- [WHAT THE EXERCISE ASKS]:
Return all of the entries below exactly as they are given.

*****

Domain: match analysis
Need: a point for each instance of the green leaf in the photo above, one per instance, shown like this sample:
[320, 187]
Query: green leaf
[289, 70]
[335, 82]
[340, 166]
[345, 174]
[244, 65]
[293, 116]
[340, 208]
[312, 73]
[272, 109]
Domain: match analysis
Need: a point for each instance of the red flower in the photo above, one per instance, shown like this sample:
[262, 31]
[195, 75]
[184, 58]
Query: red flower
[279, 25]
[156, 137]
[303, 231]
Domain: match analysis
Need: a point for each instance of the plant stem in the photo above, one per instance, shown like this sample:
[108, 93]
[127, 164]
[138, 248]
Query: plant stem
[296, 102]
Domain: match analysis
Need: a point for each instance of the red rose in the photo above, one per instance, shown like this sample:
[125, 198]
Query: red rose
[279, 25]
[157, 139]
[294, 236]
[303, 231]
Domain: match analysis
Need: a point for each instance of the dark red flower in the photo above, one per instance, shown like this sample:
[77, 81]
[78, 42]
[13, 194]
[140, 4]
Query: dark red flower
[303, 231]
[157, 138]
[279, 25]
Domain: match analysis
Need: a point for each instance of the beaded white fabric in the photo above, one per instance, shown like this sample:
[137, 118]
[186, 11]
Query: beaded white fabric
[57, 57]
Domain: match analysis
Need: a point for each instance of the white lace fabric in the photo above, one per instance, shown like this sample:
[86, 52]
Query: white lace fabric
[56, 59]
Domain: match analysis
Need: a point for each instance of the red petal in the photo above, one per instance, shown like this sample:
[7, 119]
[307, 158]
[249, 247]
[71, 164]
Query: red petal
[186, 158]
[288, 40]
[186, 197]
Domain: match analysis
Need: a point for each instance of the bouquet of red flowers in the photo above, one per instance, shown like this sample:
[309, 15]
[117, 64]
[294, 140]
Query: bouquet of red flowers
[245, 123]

*****

- [WRITTEN RESPONSE]:
Domain: match analysis
Need: a point for each instance of the green leaf in the photo above, one per instance, shown like this sample:
[320, 187]
Query: green leaf
[289, 70]
[335, 82]
[340, 166]
[345, 174]
[244, 65]
[293, 116]
[340, 208]
[312, 73]
[272, 109]
Domain: match analysis
Need: a point for each instance of the red flower in the photo above, one per instance, shown like this sample:
[262, 31]
[195, 75]
[184, 58]
Query: red flower
[279, 25]
[156, 137]
[303, 231]
Domain: match analysis
Need: a point for each instance of the plant stem in the photo above, one per instance, shown like this sample:
[108, 93]
[127, 164]
[138, 248]
Query: plant stem
[296, 102]
Domain: match analysis
Need: a point for each instance of the red rose in the photo above, one per instance, shown like this sample:
[125, 198]
Query: red rose
[279, 25]
[157, 139]
[294, 236]
[303, 231]
Domain: match analysis
Need: a point for each instance of the dark red flower in the photo above, one per instance, shown like this sample:
[77, 81]
[78, 42]
[13, 194]
[140, 4]
Query: dark red flower
[303, 231]
[157, 138]
[279, 25]
Domain: match analysis
Need: a point for each instance of the beaded white fabric in the photo above, one per instance, shown like this sample:
[137, 118]
[186, 11]
Query: beaded white fabric
[57, 57]
Domain: match analysis
Need: a point for each instance of the white lace fabric in the photo above, one per instance, shown like this sample:
[86, 52]
Query: white lace fabric
[56, 59]
Domain: match analysis
Need: a point for each instance of the red petal in the photo above, one per instance, shown like this sample:
[7, 119]
[307, 158]
[249, 247]
[71, 164]
Query: red petal
[186, 158]
[288, 40]
[186, 197]
Domain: match analysis
Need: a point for each instance of the bouquet of red flowers in the photo above, one per instance, shown like this sample:
[309, 15]
[117, 64]
[294, 140]
Query: bouquet of red flowers
[245, 123]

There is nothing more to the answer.